>> begin TASK DATA
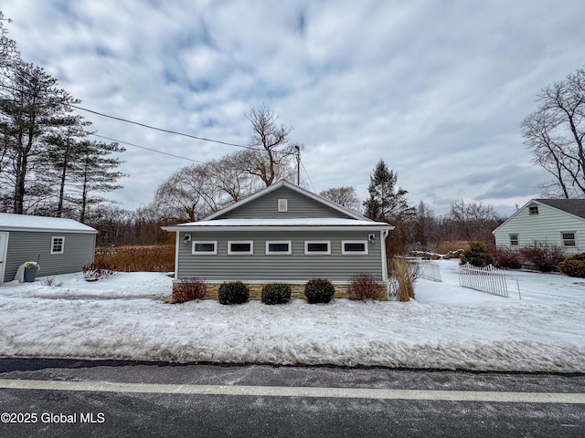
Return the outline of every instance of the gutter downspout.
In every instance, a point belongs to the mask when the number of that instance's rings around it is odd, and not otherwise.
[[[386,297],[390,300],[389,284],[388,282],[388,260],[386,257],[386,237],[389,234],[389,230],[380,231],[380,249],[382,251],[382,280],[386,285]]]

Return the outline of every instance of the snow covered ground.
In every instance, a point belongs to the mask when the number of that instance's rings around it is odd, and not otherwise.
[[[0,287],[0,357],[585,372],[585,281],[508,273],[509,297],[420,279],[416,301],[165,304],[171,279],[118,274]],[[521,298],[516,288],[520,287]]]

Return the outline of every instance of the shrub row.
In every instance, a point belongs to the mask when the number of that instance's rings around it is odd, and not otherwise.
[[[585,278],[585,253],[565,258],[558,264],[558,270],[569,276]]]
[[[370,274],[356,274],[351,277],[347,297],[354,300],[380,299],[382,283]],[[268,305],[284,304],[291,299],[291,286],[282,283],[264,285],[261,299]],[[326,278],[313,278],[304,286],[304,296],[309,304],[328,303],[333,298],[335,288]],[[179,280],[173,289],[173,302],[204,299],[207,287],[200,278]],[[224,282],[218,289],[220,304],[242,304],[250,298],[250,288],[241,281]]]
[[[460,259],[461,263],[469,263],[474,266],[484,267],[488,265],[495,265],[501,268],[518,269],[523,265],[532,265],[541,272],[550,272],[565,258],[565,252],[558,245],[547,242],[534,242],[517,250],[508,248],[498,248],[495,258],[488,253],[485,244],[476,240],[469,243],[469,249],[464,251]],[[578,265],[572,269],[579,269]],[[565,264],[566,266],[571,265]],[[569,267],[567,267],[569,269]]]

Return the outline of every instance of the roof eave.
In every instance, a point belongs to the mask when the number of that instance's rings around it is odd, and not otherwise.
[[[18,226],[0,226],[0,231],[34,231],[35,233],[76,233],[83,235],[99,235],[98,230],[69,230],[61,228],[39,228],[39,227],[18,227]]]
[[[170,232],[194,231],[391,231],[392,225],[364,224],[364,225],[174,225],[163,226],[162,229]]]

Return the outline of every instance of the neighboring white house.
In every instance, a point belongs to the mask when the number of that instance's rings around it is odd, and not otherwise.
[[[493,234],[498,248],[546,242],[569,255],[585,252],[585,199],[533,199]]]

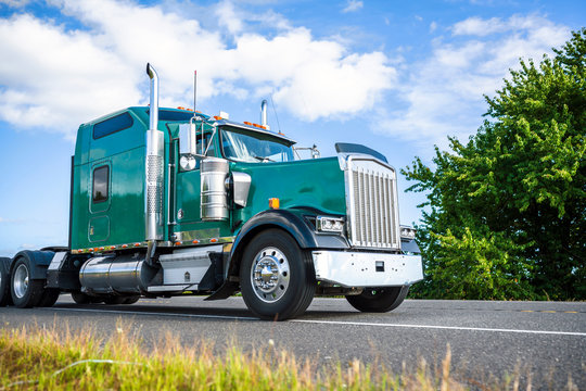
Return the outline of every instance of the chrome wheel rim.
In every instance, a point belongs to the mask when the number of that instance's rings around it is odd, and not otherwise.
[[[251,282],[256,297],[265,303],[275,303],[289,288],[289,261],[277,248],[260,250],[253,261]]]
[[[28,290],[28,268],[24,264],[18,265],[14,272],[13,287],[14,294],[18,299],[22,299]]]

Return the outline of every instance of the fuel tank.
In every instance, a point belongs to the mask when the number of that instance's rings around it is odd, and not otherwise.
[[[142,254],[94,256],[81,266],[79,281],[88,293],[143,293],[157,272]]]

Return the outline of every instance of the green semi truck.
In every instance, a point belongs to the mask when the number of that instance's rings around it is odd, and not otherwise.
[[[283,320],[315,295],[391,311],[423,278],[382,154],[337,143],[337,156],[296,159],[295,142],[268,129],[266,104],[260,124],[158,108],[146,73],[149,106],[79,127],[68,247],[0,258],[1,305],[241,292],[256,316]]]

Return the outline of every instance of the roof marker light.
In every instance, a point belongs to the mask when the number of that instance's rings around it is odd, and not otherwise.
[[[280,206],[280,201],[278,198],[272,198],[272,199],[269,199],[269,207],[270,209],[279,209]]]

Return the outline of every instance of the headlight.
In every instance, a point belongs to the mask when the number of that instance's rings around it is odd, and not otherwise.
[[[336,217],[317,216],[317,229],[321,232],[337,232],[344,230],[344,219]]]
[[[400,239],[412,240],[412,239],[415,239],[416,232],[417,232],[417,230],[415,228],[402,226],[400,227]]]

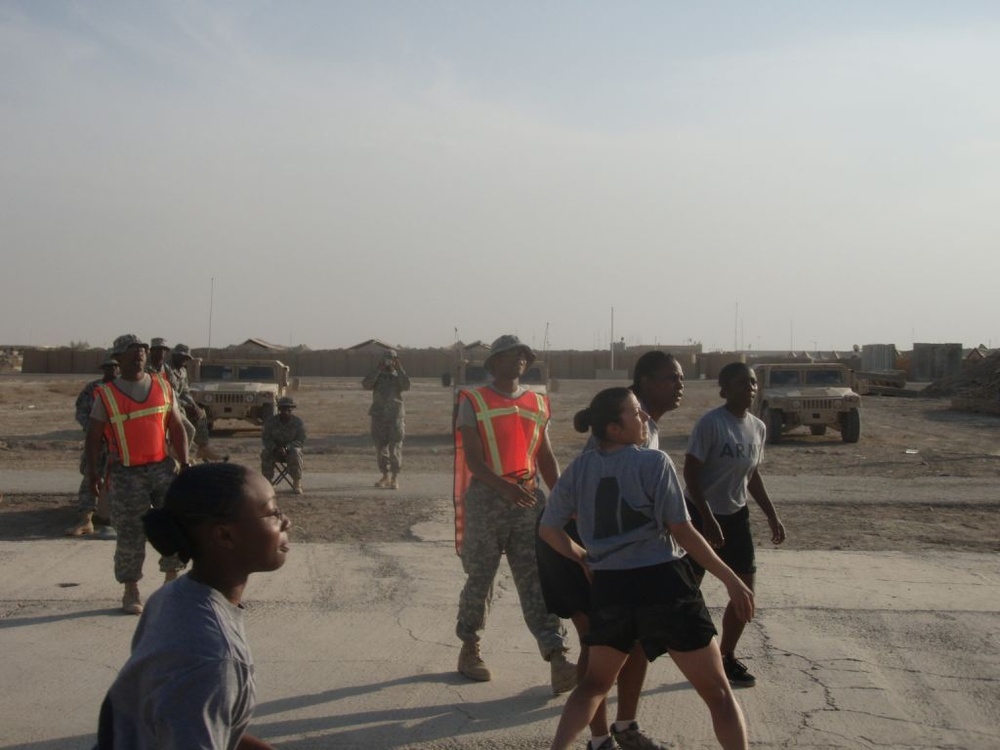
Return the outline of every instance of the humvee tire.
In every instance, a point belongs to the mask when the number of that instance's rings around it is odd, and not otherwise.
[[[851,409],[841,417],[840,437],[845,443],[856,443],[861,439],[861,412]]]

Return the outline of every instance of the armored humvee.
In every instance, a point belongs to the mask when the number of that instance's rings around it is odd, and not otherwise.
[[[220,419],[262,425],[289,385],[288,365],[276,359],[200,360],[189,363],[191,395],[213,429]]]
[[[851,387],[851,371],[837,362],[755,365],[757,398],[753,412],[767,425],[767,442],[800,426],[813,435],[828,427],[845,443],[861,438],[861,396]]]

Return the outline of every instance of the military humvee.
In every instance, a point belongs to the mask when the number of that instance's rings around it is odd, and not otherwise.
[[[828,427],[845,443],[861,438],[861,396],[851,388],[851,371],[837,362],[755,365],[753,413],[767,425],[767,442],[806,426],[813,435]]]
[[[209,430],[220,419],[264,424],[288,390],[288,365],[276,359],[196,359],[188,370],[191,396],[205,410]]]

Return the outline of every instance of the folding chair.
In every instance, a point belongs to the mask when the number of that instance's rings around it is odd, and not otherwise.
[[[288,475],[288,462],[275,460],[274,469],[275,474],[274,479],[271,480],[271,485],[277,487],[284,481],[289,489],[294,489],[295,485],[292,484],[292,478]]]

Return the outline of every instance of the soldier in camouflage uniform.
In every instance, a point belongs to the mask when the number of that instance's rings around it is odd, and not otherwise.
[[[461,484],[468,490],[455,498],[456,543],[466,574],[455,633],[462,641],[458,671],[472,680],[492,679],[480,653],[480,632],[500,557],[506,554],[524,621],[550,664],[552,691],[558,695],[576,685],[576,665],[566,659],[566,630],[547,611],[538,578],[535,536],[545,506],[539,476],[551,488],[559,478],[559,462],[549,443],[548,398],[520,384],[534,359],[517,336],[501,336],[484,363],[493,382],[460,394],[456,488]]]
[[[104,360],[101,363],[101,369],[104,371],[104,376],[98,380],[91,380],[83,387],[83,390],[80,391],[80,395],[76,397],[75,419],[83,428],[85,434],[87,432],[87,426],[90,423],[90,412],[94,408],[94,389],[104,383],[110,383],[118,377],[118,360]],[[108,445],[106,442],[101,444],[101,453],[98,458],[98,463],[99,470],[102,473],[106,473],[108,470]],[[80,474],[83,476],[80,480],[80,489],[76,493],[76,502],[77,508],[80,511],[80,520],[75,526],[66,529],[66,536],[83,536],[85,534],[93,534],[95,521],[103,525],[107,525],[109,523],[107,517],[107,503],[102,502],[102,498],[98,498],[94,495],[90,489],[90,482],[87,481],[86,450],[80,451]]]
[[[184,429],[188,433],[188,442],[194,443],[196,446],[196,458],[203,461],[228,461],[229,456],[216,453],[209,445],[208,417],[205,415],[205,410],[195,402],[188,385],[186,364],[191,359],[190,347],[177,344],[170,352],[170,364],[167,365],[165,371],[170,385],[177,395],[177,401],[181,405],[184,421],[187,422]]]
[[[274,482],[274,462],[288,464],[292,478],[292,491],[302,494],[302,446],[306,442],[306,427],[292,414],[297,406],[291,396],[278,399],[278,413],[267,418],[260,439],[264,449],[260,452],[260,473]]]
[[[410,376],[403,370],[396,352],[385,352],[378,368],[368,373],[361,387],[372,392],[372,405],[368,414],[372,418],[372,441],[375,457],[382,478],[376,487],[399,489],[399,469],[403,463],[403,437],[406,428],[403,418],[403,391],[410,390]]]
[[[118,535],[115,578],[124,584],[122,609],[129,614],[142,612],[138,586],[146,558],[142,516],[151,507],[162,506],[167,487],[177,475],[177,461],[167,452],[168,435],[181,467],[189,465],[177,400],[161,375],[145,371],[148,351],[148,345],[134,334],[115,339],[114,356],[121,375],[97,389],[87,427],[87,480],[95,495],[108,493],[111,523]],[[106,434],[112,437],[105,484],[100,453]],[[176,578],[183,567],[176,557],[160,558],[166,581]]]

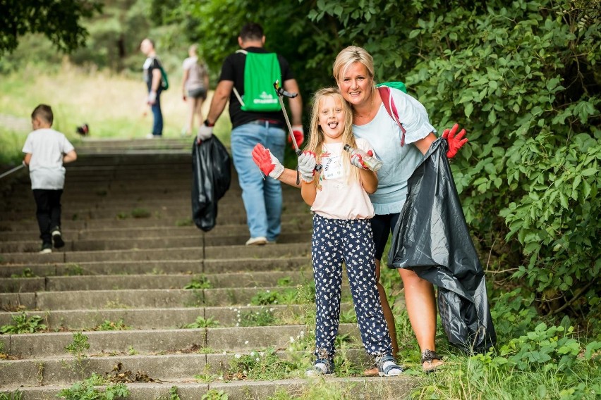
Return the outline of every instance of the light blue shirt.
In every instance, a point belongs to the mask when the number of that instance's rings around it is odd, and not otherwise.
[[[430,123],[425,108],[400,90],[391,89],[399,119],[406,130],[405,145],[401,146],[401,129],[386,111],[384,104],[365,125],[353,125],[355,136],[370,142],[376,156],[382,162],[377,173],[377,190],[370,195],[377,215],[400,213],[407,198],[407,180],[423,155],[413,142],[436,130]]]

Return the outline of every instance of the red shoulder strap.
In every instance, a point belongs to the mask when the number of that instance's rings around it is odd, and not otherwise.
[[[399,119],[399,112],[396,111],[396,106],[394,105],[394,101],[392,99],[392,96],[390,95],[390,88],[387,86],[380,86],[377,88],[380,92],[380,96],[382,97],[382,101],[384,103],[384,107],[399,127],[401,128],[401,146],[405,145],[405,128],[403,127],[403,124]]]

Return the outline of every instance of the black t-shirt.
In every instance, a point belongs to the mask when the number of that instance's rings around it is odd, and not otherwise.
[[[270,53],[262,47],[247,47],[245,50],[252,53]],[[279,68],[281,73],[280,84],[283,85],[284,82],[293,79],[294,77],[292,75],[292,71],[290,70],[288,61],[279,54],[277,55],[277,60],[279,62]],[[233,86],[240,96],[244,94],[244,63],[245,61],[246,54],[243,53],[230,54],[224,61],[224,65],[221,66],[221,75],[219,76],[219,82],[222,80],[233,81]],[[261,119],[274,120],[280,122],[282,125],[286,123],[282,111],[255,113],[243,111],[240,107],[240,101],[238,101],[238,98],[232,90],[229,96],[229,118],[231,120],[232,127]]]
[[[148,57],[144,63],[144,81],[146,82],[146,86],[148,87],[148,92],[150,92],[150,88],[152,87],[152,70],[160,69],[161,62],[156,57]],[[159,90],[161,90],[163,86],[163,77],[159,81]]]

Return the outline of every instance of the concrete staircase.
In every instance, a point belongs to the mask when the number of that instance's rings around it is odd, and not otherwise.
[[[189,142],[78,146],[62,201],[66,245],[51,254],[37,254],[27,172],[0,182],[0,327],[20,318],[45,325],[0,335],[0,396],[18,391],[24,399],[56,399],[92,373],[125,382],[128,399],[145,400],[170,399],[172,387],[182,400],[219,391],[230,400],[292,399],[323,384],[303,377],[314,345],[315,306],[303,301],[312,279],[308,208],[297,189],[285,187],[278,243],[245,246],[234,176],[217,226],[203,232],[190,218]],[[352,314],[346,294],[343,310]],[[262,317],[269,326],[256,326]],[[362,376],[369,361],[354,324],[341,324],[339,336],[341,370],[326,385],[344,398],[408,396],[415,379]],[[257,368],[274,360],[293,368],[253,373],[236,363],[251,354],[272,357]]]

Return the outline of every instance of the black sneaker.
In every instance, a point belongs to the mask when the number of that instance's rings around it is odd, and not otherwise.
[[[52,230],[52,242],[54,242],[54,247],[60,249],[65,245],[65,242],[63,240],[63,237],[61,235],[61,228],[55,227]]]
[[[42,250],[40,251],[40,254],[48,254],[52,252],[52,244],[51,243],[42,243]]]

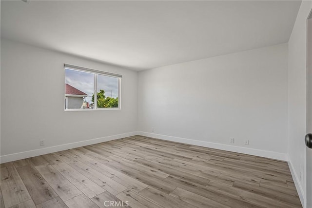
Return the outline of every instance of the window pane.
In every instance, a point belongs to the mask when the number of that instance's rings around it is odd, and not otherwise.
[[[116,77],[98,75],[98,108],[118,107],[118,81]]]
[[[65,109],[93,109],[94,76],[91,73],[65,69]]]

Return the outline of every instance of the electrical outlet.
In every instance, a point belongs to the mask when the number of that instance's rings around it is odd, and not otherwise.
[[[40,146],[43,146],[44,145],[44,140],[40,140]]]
>> end TASK DATA
▶ **THE REQUEST**:
Copy out word for word the lines that begin at the one containing "Return the outline of every instance of the electrical" and continue through the end of the records.

▶ **THE OUTPUT**:
Return the outline of every instance of the electrical outlet.
In every instance, a point belongs to the mask when the number of that instance's rings around it is odd, and not otherwise.
[[[40,146],[43,146],[44,145],[44,140],[40,140]]]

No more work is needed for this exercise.